[Data excerpts — start]

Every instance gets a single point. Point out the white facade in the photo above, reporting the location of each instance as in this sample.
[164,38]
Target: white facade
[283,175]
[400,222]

[Data excerpts — finish]

Transcribe the entire listing above exactly.

*Task result*:
Every instance gets a single point. Point out the white facade in the photo above, reporting the location of each instance as in this sample.
[164,38]
Target: white facade
[283,175]
[400,222]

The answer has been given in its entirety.